• Поставленная задача 1
Верни дословно фрагмент текста о Владимире Соловьеве, который начинается со слов «Читаем Владимир Соловьев» и заканчивается словами «совестью отдельных верующих.».

==================================================

Читаем Владимир Соловьев и его время полностью

При этом нужно сказать, что у него и здесь не обходится без натяжек и противоречий. В разделении церквей он слишком односторонне выдвигает на первый план местные бытовые различия и не слишком глубоко оценивает различия догматические. Кроме того, историческое благоразумие еще достаточно присутствует у него, когда он различает папство и папизм (IV, 77—98). Папы — это наследники апостола Петра, которого сам Христос признал каменным основанием церкви. И этот камень не могут сокрушить даже врата ада. Но тут же оказывается, что папство не сохранило завещанного ему авторитета и вместо авторитета духовного стало пользоваться насилием и над отдельными церквами, и над государством, и над совестью отдельных верующих.

Имея это в виду, Вл. Соловьев различает папство и папизм, то есть духовный авторитет папы и его насильственную деспотию над народами и людьми. Еще до Григория VII и Иннокентия III можно было говорить именно о папстве, а не о папизме. Поэтому ему тут же приходится употреблять некоторого рода подмен, когда он объявляет, что власть папы является, собственно говоря, лишь формальным авторитетом, авторитетом юрисдикции и стремлением охранять церковные порядки, препятствовать внешнему распадению церкви. Ясно, однако, что в подобных рассуждениях власть папы значительно принижается; и когда он взывает о соединении церквей, то соединение это уже по необходимости мыслится не столь принципиальным. Наконец, будучи врагом всякого насилия, Вл. Соловьев наивно и трогательно убежден в том, что враждебные христианские организации сами вернутся к верховному всеединству искренне и окончательно, во имя свободы и любви и решительно без всякого внешнего принуждения. И можно утверждать, что в работе «Великий спор и христианская политика» сказался весь Вл. Соловьев со своей дерзкой критикой исторических недугов христианства и сердечной, почти детской верой в силу и убедительность вселенской церкви.

==================================================

• Поставленная задача 2
Перепечатай без изменений строки из записей ниже, начиная со строки, где есть «Target: tile backsplash», и до самого конца записей включительно.

==================================================

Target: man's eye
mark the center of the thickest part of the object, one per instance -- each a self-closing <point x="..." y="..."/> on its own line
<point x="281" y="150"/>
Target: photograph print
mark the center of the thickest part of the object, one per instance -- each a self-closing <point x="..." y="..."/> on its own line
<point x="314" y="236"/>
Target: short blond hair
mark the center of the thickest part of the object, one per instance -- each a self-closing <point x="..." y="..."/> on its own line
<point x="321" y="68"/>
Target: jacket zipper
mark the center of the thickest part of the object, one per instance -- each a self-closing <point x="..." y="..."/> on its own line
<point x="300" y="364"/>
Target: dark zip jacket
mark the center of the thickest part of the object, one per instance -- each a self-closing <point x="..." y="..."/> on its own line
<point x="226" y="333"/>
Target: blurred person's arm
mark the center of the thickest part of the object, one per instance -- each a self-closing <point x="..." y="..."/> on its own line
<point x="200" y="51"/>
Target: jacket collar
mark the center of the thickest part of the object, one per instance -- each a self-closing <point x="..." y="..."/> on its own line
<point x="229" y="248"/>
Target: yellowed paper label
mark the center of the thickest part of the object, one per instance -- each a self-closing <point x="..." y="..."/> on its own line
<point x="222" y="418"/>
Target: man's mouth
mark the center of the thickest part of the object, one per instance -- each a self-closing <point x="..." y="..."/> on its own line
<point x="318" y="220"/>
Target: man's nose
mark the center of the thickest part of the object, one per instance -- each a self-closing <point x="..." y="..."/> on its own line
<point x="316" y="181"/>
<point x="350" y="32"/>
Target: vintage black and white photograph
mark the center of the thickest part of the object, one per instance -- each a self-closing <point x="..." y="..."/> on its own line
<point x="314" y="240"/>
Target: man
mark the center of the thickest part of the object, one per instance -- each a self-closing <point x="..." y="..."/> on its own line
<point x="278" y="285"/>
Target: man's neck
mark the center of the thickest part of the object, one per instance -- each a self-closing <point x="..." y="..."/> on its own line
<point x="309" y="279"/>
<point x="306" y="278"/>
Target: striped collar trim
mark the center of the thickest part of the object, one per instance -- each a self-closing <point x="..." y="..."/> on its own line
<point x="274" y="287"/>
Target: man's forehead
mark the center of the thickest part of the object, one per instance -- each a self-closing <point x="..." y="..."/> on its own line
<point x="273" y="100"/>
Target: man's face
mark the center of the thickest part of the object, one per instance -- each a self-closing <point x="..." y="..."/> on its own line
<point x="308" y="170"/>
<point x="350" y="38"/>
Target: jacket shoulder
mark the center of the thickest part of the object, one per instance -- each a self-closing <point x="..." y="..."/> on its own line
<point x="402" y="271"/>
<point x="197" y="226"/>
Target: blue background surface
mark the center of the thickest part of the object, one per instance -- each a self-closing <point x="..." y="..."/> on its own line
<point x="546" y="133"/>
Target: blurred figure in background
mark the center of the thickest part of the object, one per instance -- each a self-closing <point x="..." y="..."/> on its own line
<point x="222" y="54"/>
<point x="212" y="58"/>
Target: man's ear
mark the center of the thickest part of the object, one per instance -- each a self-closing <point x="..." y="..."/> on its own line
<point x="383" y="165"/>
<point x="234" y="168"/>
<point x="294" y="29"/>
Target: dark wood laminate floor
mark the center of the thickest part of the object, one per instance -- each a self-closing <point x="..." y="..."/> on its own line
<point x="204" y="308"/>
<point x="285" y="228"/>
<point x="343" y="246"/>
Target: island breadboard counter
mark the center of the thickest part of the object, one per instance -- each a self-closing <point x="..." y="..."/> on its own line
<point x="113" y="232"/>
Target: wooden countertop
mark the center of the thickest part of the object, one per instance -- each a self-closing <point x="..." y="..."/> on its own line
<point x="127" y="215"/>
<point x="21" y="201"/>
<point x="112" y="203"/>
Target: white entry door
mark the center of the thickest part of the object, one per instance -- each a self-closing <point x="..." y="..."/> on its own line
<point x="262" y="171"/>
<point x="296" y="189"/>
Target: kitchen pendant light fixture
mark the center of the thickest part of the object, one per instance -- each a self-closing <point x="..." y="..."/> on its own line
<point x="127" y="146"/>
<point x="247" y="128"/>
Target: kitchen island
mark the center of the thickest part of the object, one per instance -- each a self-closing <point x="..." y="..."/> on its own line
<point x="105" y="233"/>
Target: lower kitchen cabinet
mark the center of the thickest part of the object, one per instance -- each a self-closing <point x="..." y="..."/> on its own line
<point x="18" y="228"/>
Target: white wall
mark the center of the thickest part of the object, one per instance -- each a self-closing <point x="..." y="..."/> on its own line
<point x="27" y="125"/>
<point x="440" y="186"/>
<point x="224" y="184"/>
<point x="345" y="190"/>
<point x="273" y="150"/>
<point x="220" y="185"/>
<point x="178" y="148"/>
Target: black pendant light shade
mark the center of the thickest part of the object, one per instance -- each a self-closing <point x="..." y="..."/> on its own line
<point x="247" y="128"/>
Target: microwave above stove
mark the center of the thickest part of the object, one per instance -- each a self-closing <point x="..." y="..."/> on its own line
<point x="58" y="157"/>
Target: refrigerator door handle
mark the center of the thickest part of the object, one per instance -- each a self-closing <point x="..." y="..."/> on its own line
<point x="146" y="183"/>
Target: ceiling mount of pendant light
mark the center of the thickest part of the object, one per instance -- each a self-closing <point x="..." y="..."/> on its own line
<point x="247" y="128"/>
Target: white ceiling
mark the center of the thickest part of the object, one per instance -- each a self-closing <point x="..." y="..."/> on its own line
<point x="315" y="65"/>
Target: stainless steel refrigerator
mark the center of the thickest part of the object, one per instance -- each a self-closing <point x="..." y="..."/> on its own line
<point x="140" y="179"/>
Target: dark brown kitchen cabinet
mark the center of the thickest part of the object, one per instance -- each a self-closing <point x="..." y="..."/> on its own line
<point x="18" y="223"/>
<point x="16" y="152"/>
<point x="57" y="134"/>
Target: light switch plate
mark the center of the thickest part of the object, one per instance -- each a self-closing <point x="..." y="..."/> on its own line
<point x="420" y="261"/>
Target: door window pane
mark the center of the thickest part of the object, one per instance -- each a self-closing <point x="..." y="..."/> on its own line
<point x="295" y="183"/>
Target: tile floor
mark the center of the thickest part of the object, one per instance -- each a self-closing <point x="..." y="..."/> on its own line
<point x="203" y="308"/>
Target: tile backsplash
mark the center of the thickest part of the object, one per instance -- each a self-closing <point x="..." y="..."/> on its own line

==================================================

• Готовый ответ 1
Читаем Владимир Соловьев и его время полностью

При этом нужно сказать, что у него и здесь не обходится без натяжек и противоречий. В разделении церквей он слишком односторонне выдвигает на первый план местные бытовые различия и не слишком глубоко оценивает различия догматические. Кроме того, историческое благоразумие еще достаточно присутствует у него, когда он различает папство и папизм (IV, 77—98). Папы — это наследники апостола Петра, которого сам Христос признал каменным основанием церкви. И этот камень не могут сокрушить даже врата ада. Но тут же оказывается, что папство не сохранило завещанного ему авторитета и вместо авторитета духовного стало пользоваться насилием и над отдельными церквами, и над государством, и над совестью отдельных верующих.

• Готовый ответ 2
Target: tile backsplash
mark the center of the thickest part of the object, one per instance -- each a self-closing <point x="..." y="..."/> on its own line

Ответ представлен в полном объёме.